### [Page excerpt]
--- START ---
Home News Diana Budisavljević’s list with names of 5,800 children found

Diana Budisavljević’s list with names of 5,800 children found


The Genocide Victims Museum Belgrade came into possession of the original list made by Diana Budisavljević with the names of and information about 5,800 Serb children saved from the Ustasha death camps in the Independent State of Croatia, which was thought to be lost or destroyed, announced today Dejan Ristić, the director of the Genocide Victims Museum in Belgrade.

Ristić stated that the list of Serb children was created in the Institute for deaf and dumb children in Zagreb as part of the “Diana Budisavljević action” and was presented to the public for the first time today.

According to him, the list contains the names and surnames of the children, their parents, the date and name of the camp which they were rescued from, as well as the age and identity of the Croat adoptive parents.

Ristić stated the list of children was created in the second half of 1942, after the Battle of Kozara, which is a first-class historical source, hitherto unknown to the public, which was thought to have disappeared during the Second World War.

“We are able now, for the first time, offer living children, who are now old people and who are still searching for their identity, as well as their descendants, to offer information about their real identity,” said Ristić at the press conference.

The Genocide Victims Museum received the list last year, which is a first-rate historical source that was thought to have been destroyed during the Second World War. Ristić refused to reveal how the Museum got it.
“We had been searching for it for an extremely long time. We managed to find it with the enormous support of the Serbia’s state authorities. It was outside the national territory and was brought to the it,” Ristić said.
mong the thousands of artifacts that bear witness to crimes against Serbs and other peoples in the Second World War, which the Genocide Victims Museum presented to the public today on the occasion of the Remembrance Day of the Victims of the Holocaust, Genocide and Other Crimes, are the earrings that used to belong to the Serb girl, Radmila Radonjić, from the list.

Ristić stated that two-year-old Radmila was rescued, but her health condition was so bad after being abused in the Ustasha camp that she died.

Today, the weapons used by the Croatia’s Ustasha for the liquidation of Serbs and other prisoners in Jasenovac and Jastrebarski were also presented, among which the “Srbosjek/Serb cutter”, which is now the only specimen on Serbian soil, the dagger of the famous Ustasha criminals from Jastrebarski – the Javor brothers, as well as a brick of the Bačić Kiln – the epicenter of the Jasenovac execution site, which was donated to the museum last year by His Eminence Bishop Jovan of Pakrac.
--- END ---
Region pointing rows
--- START ---
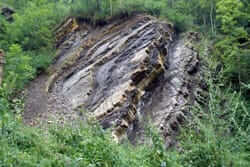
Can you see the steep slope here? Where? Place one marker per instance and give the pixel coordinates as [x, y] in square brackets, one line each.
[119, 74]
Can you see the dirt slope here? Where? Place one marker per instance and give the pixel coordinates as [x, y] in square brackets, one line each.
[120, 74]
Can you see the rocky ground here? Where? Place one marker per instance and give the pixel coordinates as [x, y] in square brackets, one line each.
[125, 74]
--- END ---
--- START ---
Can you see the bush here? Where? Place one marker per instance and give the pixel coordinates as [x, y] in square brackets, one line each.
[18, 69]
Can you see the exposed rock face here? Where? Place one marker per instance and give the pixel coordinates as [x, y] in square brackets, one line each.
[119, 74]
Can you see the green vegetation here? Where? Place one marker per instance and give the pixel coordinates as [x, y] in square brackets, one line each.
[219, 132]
--- END ---
### [What this exercise asks]
**A.** From the article on the Budisavljević list, quote the part that opens with the words containing "The Genocide Victims Museum Belgrade" and closes with "Croat adoptive parents.".
**B.** According to the article on the Budisavljević list, when was the list of children created?

### [Answers by task]
**A.**
The Genocide Victims Museum Belgrade came into possession of the original list made by Diana Budisavljević with the names of and information about 5,800 Serb children saved from the Ustasha death camps in the Independent State of Croatia, which was thought to be lost or destroyed, announced today Dejan Ristić, the director of the Genocide Victims Museum in Belgrade.

Ristić stated that the list of Serb children was created in the Institute for deaf and dumb children in Zagreb as part of the “Diana Budisavljević action” and was presented to the public for the first time today.

According to him, the list contains the names and surnames of the children, their parents, the date and name of the camp which they were rescued from, as well as the age and identity of the Croat adoptive parents.

**B.** In the second half of 1942, after the Battle of Kozara.